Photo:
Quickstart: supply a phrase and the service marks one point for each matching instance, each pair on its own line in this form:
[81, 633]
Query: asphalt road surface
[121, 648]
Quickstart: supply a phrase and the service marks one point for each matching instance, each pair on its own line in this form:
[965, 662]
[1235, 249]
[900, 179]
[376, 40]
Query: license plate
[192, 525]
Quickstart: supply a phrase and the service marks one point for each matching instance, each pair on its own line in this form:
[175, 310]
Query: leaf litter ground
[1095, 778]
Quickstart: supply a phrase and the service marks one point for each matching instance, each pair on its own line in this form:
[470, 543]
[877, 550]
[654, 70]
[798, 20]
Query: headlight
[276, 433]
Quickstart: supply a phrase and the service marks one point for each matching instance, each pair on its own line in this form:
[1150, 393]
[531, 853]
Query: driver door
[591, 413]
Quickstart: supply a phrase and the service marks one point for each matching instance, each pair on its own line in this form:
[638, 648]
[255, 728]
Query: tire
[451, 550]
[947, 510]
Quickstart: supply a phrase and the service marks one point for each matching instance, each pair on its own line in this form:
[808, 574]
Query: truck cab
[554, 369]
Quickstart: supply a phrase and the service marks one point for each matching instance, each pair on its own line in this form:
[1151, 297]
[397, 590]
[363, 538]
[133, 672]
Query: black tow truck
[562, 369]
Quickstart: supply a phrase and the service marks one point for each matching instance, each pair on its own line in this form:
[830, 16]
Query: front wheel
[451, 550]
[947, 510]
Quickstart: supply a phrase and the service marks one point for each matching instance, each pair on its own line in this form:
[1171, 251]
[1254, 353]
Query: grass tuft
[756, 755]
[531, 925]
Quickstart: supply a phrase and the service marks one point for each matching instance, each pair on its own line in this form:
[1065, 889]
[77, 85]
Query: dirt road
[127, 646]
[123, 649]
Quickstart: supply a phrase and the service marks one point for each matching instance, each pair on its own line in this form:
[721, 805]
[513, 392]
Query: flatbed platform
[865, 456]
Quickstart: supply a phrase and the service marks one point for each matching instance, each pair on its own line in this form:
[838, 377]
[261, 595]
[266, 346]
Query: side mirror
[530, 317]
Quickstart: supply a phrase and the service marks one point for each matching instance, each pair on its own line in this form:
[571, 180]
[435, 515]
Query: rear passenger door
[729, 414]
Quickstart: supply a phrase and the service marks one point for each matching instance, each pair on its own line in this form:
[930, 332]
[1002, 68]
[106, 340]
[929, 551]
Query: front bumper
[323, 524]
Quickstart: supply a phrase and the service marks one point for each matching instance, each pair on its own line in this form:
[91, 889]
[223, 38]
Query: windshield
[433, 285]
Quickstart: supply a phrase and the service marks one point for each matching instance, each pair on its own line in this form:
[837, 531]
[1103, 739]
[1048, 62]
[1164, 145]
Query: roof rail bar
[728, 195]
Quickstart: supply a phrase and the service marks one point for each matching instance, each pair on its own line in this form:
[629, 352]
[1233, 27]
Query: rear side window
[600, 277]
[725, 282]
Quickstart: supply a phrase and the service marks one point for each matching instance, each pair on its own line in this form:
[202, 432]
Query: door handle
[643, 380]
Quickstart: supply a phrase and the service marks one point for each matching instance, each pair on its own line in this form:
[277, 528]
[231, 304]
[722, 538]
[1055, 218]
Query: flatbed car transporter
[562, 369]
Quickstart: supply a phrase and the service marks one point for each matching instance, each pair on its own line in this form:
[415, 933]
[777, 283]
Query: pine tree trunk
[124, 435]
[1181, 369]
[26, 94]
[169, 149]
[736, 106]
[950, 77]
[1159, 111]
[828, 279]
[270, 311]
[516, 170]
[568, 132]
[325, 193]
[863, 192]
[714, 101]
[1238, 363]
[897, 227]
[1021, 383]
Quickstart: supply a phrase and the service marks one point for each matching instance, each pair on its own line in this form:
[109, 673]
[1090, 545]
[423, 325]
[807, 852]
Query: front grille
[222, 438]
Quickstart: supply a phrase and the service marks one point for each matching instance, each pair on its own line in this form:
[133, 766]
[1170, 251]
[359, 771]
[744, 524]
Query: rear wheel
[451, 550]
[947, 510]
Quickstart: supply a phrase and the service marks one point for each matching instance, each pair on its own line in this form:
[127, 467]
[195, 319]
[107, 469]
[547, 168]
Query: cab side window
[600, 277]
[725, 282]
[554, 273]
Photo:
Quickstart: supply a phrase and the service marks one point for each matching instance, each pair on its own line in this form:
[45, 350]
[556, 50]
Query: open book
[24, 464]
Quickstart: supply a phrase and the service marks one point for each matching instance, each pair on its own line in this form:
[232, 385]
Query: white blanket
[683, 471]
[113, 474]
--- --- ---
Challenge =
Copy every item above line for line, with no changes.

Exercise result =
Photo:
Quickstart: supply a phrase and the service marks one point for each matching instance, each pair on its own line in this form:
[81, 633]
Query: asphalt road surface
[121, 648]
Quickstart: supply a phrase and the service marks one point for each matching instance, each pair on its own line in this form:
[965, 662]
[1235, 249]
[900, 179]
[376, 40]
Query: license plate
[192, 525]
Quickstart: supply a phrase and the service marks one point for each matching instance, each pair on its own line in this form:
[175, 310]
Query: leaf litter ground
[1095, 778]
Quickstart: supply a phrase and the service marks one point for each matching instance, each pair on its own line in this form:
[470, 543]
[877, 550]
[654, 70]
[798, 20]
Query: headlight
[276, 433]
Quickstart: supply a phrase and the service marks one point for each matching instance, each pair on its own line in this form:
[1150, 393]
[531, 853]
Query: driver door
[591, 413]
Quickstart: supply a phrase and the service marks one point for each matching instance, each pair on its own line in this form:
[638, 648]
[255, 728]
Query: tire
[451, 550]
[947, 510]
Quickstart: supply a phrase and the service marks one point for each matching instance, each pair on its own line in this form:
[808, 574]
Query: truck cab
[554, 369]
Quickstart: supply a phrase and the service marks one point for each matching instance, each pair on its own line in this form:
[1151, 297]
[397, 590]
[363, 538]
[133, 672]
Query: black tow truck
[562, 369]
Quickstart: supply a phrase and the service marks one point for each matching instance, each pair on its own line in this form:
[830, 16]
Query: front wheel
[451, 550]
[947, 510]
Quickstart: supply a phrase and the service marks one point for each matching instance, each pair on its own line in this form:
[1171, 251]
[1254, 353]
Query: grass tuft
[756, 755]
[531, 925]
Quickstart: supply a phrase and the service marks one point for each matching instance, each pair on its own line in this form:
[1065, 889]
[77, 85]
Query: dirt road
[127, 646]
[123, 649]
Quickstart: supply a phrase and the service marks one point for each matching instance, each pair on its own line in this form:
[721, 805]
[513, 392]
Query: flatbed platform
[865, 456]
Quickstart: supply a phrase and the service marks one point for each matching instance, each pair on its own line in this form:
[838, 377]
[261, 595]
[266, 346]
Query: side mirror
[530, 317]
Quickstart: supply a phrase and the service marks one point for each matching instance, each pair on its own line in this form:
[571, 180]
[435, 515]
Query: rear passenger door
[729, 414]
Quickstart: supply a phrase and the service marks one point for each matching instance, each pair on its own line in this form:
[930, 332]
[1002, 68]
[106, 340]
[929, 551]
Query: front bumper
[323, 524]
Quickstart: supply a phrase and the service marks one point for each matching instance, each pair on its own line in this form:
[91, 889]
[223, 38]
Query: windshield
[433, 285]
Quickstart: supply a phrase and the service marks one point for each matching instance, each pair on its own line in this form:
[837, 531]
[1103, 739]
[1048, 62]
[1164, 145]
Query: roof rail bar
[728, 195]
Quickstart: supply a phrase and the service marks one point for each matching instance, each pair on its own line in this form:
[629, 352]
[1233, 27]
Query: rear side window
[600, 277]
[725, 282]
Quickstart: supply a phrase and the service marks one point for each matching instance, each pair on its own line in this form:
[202, 432]
Query: door handle
[643, 380]
Quickstart: supply a phrase and the service marks one point for each matching instance, each pair on its own line in this form:
[277, 528]
[231, 304]
[722, 538]
[1055, 218]
Query: flatbed car transporter
[562, 369]
Quickstart: supply a phrase and the service marks one point for each matching instance, each pair on its own line in this form:
[415, 933]
[777, 283]
Query: pine tree trunk
[124, 435]
[1181, 369]
[26, 94]
[169, 149]
[736, 106]
[950, 77]
[1159, 111]
[828, 279]
[270, 311]
[516, 170]
[568, 132]
[325, 193]
[863, 192]
[714, 101]
[1238, 363]
[897, 227]
[1021, 383]
Quickstart: supply a phrase and the service marks one point for each matching instance, each pair on its own line in this form:
[109, 673]
[1090, 545]
[423, 325]
[807, 852]
Query: front grille
[222, 438]
Quickstart: supply a phrase and the service marks one point for each matching instance, each pair on its own line in this form:
[133, 766]
[1170, 251]
[359, 771]
[744, 524]
Query: rear wheel
[451, 550]
[947, 510]
Quickstart: supply a phrase and the service marks one point for each matching instance, each pair on its own line in this form:
[127, 467]
[195, 319]
[107, 469]
[547, 168]
Query: cab side window
[600, 277]
[725, 282]
[554, 273]
Photo:
Quickstart: supply a phrase and the service marks one point for each matching instance, each pair on its own line in this form:
[45, 350]
[556, 50]
Query: open book
[24, 464]
Quickstart: supply a phrase and the service marks one point for each matching instance, each pair on its own line in this form:
[232, 385]
Query: white blanket
[683, 471]
[113, 474]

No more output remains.